**Quellenauszug**.

------------------------------

Einen dieser Höfe hat Tobias Hartkemeyer mit einer Gruppe von interessierten Menschen im niedersächsischen Bramsche aufgebaut: den Hof Pente bei Osnabrück. Zusätzlich ist er mit Gleichgesinnten dabei, die CSA-Idee weiter zu verbreiten. Das Netzwerk „makeCSA“ bemüht sich um die Vernetzung der bestehenden CSA-Projekte in Deutschland, organisiert Seminare und versucht interessierten Höfen, Gärtnereien und Verbrauchern Informationen und Unterstützung zu bieten. Im Herbst 2010 organisierte Hartkemeyer zusammen mit seiner Frau Julia Infoveranstaltungen, die auf so großen Anklang stießen, dass im Frühjahr 2011 begonnen werden konnte, für 130 Mitglieder Gemüse, Getreide und Eier zu produzieren.6
Den 50-Hektar-Betrieb, auf dem seit über 30 Jahren nach Bioland-Richtlinien Ackerbau betrieben wurde, hat der Verein komplett umgekrempelt. Ein angrenzender Acker wurde als Gartenstück eingezäunt, Gewächshäuser, Kühl- und Lagermöglichkeiten gebaut und ein Gärtnerschuppen für Arbeitsgeräte und -maschinen aufgestellt. Inzwischen gibt es neben den Legehenen, die im Mobilstall über die Grünlandflächen wandern, Bunte Bentheimer Schweine in Freilandhaltung, eine kleine Herde Coburger Fuchsschafe und eine Gruppe Mutterkühe. Brot, das in einer Kooperation mit einem regionalen Biobäcker aus eigenem Getreide gebacken wird, Gemüse, Kartoffeln, Eier und hin und wieder Fleisch können sich die inzwischen über 200 Mitglieder jeden Freitag einpacken und mitnehmen. Zusätzlich gibt es im Sommer die Möglichkeit, Beeren und Obst zu pflücken.

------------------------------

**Vorliegende Einträge**.

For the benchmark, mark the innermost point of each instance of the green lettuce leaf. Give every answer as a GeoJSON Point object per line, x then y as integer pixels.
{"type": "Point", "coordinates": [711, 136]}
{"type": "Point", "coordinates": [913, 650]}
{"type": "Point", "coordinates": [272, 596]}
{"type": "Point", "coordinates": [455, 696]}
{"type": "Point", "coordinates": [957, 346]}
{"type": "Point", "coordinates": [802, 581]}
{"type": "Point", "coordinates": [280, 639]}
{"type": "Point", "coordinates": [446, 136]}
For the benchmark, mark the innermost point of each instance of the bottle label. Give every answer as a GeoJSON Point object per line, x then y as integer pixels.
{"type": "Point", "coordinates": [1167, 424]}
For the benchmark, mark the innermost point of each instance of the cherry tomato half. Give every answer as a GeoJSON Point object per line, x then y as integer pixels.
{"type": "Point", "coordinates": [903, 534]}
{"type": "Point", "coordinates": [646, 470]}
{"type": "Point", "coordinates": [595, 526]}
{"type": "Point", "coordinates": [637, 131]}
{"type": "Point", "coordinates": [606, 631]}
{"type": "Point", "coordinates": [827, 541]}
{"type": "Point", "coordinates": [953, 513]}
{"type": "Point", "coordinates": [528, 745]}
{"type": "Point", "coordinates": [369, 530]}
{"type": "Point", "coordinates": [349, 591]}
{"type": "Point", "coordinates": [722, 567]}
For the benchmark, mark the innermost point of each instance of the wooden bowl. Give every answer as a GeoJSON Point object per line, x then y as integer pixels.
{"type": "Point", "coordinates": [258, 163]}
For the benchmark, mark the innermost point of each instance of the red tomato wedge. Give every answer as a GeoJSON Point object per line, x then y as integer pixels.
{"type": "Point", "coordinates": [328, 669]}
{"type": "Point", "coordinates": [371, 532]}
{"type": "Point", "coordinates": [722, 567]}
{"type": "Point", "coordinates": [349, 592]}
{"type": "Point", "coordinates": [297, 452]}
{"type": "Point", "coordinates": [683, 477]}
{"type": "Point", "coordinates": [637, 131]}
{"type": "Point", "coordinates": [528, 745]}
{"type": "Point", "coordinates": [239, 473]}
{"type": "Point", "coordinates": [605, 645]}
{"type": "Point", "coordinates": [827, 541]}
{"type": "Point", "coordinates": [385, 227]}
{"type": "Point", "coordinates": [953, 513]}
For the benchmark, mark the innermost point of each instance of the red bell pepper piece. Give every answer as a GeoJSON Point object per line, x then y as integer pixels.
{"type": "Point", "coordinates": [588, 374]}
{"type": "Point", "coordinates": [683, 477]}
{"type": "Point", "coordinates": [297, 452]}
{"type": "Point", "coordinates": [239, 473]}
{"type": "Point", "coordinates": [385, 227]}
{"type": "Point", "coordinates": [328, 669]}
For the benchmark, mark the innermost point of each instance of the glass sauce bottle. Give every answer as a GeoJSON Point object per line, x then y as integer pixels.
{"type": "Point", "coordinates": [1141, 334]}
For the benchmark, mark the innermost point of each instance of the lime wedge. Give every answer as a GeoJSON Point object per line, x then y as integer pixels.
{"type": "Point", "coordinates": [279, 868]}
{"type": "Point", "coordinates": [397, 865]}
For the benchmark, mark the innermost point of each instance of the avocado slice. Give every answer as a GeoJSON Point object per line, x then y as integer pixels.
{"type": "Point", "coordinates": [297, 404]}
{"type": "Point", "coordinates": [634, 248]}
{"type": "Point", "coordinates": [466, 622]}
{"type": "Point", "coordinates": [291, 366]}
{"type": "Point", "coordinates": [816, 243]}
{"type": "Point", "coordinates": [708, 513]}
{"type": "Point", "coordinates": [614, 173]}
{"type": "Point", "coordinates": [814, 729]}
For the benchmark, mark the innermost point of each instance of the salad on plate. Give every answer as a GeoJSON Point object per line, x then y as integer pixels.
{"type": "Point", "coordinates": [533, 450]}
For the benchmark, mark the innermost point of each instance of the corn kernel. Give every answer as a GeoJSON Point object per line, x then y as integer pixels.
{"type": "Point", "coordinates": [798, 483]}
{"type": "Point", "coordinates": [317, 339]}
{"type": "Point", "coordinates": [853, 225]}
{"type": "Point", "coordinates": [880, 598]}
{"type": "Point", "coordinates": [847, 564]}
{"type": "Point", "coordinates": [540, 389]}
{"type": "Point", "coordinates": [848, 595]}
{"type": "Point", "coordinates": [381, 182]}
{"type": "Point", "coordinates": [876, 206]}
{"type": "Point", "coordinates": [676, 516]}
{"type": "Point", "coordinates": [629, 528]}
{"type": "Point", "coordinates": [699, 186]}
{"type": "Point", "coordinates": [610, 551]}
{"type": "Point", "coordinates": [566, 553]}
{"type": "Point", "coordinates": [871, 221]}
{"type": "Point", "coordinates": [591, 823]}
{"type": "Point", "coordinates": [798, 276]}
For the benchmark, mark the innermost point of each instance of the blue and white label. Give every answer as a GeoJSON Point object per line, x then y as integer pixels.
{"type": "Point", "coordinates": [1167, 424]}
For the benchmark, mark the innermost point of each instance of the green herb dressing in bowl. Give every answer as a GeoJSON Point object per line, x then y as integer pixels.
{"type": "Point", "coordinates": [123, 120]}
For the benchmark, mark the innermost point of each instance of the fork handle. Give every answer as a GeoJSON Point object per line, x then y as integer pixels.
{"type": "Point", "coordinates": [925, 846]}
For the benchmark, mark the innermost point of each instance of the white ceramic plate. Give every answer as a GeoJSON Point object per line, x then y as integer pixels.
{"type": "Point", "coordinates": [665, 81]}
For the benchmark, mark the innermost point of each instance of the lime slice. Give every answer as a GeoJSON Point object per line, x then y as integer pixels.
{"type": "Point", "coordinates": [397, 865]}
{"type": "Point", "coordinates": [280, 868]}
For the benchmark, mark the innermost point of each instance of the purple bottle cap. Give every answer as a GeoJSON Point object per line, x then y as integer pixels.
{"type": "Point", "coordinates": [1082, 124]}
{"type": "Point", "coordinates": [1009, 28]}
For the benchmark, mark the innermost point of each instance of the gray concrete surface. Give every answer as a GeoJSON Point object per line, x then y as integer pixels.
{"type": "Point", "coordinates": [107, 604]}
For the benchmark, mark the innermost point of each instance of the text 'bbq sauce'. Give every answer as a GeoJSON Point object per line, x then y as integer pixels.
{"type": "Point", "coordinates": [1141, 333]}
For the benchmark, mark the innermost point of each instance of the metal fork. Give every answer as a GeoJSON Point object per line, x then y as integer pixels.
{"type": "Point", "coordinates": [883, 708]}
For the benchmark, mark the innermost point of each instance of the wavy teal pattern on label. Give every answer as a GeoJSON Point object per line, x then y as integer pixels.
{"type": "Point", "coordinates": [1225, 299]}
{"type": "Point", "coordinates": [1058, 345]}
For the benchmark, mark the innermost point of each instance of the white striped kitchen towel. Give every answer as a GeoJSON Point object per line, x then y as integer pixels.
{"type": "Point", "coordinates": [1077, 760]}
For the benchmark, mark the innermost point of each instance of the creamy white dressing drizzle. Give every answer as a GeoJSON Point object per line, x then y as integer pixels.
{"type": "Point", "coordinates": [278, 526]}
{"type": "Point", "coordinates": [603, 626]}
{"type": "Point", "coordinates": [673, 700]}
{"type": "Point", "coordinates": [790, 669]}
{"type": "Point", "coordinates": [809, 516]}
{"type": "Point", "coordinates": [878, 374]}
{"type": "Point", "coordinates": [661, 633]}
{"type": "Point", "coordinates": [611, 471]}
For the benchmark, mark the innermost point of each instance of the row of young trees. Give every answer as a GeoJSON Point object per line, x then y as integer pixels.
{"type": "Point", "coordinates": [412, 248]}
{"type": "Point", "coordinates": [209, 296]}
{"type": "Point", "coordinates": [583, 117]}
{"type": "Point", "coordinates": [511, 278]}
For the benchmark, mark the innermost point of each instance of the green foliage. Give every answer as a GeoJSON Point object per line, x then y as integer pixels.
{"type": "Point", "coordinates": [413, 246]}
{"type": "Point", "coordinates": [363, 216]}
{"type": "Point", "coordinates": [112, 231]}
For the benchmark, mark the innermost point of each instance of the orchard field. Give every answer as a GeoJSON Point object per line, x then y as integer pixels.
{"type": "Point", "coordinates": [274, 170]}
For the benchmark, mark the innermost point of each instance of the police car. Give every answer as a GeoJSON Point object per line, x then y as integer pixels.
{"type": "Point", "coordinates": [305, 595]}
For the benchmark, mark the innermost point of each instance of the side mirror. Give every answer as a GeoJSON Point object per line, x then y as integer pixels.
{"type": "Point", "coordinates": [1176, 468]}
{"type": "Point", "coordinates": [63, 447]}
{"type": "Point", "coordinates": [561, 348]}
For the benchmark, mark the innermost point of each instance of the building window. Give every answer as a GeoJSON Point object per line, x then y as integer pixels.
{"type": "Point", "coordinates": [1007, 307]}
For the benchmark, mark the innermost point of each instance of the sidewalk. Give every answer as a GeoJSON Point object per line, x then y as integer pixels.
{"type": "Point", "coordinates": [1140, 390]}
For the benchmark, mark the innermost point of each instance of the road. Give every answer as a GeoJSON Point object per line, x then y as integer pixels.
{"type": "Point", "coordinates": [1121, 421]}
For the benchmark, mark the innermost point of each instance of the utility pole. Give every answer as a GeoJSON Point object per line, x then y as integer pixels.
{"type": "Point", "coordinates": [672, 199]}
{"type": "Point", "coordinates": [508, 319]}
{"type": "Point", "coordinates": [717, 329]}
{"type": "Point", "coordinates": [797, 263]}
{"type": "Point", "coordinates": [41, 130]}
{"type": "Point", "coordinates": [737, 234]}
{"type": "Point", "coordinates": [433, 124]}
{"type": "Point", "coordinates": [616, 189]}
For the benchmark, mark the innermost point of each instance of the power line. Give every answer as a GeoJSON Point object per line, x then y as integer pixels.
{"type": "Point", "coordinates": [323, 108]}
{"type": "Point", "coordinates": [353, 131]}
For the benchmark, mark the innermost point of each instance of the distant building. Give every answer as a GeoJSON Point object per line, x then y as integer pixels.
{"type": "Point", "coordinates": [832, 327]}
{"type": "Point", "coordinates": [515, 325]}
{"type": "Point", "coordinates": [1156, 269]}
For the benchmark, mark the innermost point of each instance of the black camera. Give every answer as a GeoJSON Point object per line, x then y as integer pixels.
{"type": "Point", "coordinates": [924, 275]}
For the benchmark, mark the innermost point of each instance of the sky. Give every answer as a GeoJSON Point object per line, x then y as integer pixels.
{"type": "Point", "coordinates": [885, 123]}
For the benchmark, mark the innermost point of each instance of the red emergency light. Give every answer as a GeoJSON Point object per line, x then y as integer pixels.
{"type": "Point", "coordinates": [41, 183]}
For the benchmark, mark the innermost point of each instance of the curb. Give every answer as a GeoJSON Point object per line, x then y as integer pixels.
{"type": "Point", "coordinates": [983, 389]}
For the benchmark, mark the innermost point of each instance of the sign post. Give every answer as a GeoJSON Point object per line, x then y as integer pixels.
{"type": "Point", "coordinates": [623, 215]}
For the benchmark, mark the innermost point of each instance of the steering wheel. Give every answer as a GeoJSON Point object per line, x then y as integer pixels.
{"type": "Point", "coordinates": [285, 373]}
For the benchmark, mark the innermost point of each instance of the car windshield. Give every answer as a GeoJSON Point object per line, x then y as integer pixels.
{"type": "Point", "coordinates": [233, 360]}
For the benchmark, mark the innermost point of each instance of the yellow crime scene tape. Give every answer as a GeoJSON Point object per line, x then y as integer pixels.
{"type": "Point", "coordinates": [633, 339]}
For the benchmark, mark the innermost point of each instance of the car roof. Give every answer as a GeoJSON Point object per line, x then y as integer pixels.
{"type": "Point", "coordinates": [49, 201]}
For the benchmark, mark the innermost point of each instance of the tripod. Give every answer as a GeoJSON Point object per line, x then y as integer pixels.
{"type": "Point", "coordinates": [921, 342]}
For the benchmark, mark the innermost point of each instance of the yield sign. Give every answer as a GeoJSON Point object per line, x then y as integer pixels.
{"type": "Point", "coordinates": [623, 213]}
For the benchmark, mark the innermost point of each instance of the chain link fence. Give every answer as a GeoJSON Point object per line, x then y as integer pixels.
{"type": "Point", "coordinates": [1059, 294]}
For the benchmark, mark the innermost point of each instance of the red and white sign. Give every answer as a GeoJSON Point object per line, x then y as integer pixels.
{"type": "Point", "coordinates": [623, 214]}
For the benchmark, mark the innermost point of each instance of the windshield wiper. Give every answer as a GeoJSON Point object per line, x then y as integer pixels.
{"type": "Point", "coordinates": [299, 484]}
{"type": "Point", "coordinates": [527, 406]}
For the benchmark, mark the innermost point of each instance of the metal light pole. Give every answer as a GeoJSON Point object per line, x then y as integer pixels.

------------------------------

**Aufgaben**.
**A.** Zieh aus der Liste jede Zeile heraus, in der die Zeichenfolge „plate“ vorkommt.
**B.** Führe den Text über den Hof Pente nach seinem letzten Satz weiter.

**Endergebnisse**.
**A.**
For the benchmark, mark the innermost point of each instance of the salad on plate. Give every answer as a GeoJSON Point object per line, x then y as integer pixels.
For the benchmark, mark the innermost point of each instance of the white ceramic plate. Give every answer as a GeoJSON Point object per line, x then y as integer pixels.

**B.**
Mitbestimmung und Austausch

Einige Mitglieder organisieren Fahrgemeinschaften, damit viele teilhaben können. Neben der Mitnahme frischer Nahrungsmittel fasziniert die Menschen auch, selbst zu erleben, was später auf dem Teller liegt, die Pflanzen beim Wachsen begleiten zu können und natürlich der persönliche Kontakt mit den Menschen vor Ort. So nutzen viele Mitglieder den Abholbesuch auf dem Hof für einen Spaziergang durch den Garten und zu den Schweinen, manche helfen auch während der Woche hie und da, einige sogar täglich.
Ein reger Austausch findet statt: Abendveranstaltungen, Mitmachaktionen, Newsletter mit einer Liste der Dinge, die am Freitag eingepackt werden können und einem Link, auf dem sie ihr Brot aussuchen können, das sie gebacken haben möchten. Jeden Monat gibt es einen Rundbrief mit Themen rund um den Hof und agrarpolitische Ereignisse.
Jedes Frühjahr werden Mitgliedsvereinbarungen für das nächste Jahr besprochen. Rund 80 Prozent der Menschen melden sich auch für ein weiteres Jahr an. Gründe dagegen sind der Aufwand, frisches Gemüse zu verarbeiten, terminliche Schwierigkeiten mit der Abholzeit – selten einmal wegen zu hohem finanziellen Aufwand. Diese Zeit zwischen April und Juli, zwischen der Frage der weiteren Mitgliedschaft und dem Beginn des neuen Wirtschaftsjahres ist für den Hof die spannendste. Die Mitglieder bekommen auch Einblick in die finanziellen Aufwände für Pacht, Personal und Unterhaltung von Gebäuden und Maschinen sowie Anschaffungen und Verkäufe, Saatgut-, Futter-, Tierarztkosten und anderes.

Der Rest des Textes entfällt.